#### [Excerpt to read]
## BEGIN
We are continuing to run through different head coaching options for the Chicago Blackhawks. This is our ninth in the series, and it has been fun to examine these candidates. Today we will cover Paul Maurice, former head coach of the Hartford Whalers, Carolina Hurricanes, Toronto Maple Leafs and the Winnipeg Jets, as requested by many of you.
In 1995, Paul Maurice became the second youngest head coach in NHL history when he was named the Hartford Whalers head coach at the age of 28. This was after a disappointing 5-6-1 record under sitting head coach, Paul Holmgren. His first two seasons as Hartford's head coach were quite underwhelming, as his team posted records of 29-33-8 and 32-39-11.
## END
#### [Required actions]
a: In the passage on Paul Maurice, transcribe the text starting at "We are continuing" and ending at "29-33-8 and 32-39-11.".
b: Answer these questions from the passage on Paul Maurice:
(i) Which installment in the series of head coaching options does this passage represent?
(ii) At what age was Maurice named head coach of the Hartford Whalers?
(iii) Who was Hartford's head coach before Maurice took over?

#### [Raw data]
## BEGIN
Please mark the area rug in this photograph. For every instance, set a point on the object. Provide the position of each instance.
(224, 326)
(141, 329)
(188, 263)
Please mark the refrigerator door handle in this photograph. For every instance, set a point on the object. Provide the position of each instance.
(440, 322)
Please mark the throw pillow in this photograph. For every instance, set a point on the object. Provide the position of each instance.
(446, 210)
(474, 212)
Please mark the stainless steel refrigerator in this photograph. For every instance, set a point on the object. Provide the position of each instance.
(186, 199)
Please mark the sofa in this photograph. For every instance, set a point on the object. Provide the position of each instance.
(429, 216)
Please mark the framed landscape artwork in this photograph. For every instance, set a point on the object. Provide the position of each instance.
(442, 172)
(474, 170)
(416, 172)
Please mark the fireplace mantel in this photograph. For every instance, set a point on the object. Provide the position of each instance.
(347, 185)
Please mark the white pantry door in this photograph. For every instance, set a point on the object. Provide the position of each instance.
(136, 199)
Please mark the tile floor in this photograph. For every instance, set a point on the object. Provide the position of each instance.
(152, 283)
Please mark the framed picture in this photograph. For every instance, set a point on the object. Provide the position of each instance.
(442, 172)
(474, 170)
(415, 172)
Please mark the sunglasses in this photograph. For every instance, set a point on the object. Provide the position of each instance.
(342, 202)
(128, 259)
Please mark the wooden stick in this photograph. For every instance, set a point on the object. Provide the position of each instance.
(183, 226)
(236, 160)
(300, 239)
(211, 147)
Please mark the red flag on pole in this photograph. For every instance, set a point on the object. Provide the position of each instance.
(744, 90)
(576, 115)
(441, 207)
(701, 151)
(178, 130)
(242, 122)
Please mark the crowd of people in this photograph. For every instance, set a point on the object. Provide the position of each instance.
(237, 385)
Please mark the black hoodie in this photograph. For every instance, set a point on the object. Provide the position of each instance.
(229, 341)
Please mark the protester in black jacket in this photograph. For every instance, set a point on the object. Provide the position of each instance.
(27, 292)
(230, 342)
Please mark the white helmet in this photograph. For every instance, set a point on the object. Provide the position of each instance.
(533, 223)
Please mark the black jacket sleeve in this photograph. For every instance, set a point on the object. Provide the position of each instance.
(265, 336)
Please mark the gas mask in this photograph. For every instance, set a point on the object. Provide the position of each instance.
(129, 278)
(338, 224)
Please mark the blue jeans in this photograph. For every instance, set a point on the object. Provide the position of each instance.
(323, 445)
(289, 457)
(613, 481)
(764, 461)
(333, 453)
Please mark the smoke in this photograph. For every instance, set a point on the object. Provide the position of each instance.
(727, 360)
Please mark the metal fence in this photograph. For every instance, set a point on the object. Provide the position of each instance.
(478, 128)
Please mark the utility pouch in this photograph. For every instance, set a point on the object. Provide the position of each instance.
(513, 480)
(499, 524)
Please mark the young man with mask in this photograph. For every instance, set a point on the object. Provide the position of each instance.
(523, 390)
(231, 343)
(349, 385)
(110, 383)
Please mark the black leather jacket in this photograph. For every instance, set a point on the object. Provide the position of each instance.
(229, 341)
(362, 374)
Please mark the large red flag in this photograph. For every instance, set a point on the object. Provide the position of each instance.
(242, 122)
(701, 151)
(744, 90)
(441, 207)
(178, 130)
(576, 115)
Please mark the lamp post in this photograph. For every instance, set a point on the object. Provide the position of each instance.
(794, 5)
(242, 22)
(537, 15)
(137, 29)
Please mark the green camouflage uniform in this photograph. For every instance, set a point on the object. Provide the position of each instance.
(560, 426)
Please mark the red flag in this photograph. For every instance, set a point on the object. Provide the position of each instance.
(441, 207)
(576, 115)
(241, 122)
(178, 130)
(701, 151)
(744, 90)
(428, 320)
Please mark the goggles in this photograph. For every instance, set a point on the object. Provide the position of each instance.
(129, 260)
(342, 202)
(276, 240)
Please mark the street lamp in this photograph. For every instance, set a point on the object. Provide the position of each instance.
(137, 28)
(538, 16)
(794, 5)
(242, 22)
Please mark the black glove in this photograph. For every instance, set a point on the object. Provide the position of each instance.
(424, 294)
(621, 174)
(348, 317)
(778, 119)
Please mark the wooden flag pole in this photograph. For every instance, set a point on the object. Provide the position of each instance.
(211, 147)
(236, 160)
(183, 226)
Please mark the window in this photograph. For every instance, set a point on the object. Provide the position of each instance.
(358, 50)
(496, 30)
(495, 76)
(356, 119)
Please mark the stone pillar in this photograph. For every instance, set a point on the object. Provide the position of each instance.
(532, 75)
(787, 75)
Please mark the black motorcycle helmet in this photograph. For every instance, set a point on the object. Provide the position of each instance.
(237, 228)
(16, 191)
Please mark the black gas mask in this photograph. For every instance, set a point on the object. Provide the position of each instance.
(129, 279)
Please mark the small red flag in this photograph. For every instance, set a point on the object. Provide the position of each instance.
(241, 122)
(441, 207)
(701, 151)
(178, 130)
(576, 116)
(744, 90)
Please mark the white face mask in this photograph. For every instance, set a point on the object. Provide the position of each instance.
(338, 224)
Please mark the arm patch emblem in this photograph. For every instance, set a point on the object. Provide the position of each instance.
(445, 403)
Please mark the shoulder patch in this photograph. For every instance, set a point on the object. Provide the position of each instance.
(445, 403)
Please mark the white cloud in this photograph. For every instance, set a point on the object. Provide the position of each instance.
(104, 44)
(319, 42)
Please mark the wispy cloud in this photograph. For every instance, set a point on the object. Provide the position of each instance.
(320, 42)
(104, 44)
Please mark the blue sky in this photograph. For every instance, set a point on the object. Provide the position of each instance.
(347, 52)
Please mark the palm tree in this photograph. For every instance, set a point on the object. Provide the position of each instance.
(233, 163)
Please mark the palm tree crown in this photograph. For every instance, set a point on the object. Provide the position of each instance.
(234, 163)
## END
#### [Expected answers]
a:
We are continuing to run through different head coaching options for the Chicago Blackhawks. This is our ninth in the series, and it has been fun to examine these candidates. Today we will cover Paul Maurice, former head coach of the Hartford Whalers, Carolina Hurricanes, Toronto Maple Leafs and the Winnipeg Jets, as requested by many of you.
In 1995, Paul Maurice became the second youngest head coach in NHL history when he was named the Hartford Whalers head coach at the age of 28. This was after a disappointing 5-6-1 record under sitting head coach, Paul Holmgren. His first two seasons as Hartford's head coach were quite underwhelming, as his team posted records of 29-33-8 and 32-39-11.

b:
(i) The ninth.
(ii) 28.
(iii) Paul Holmgren.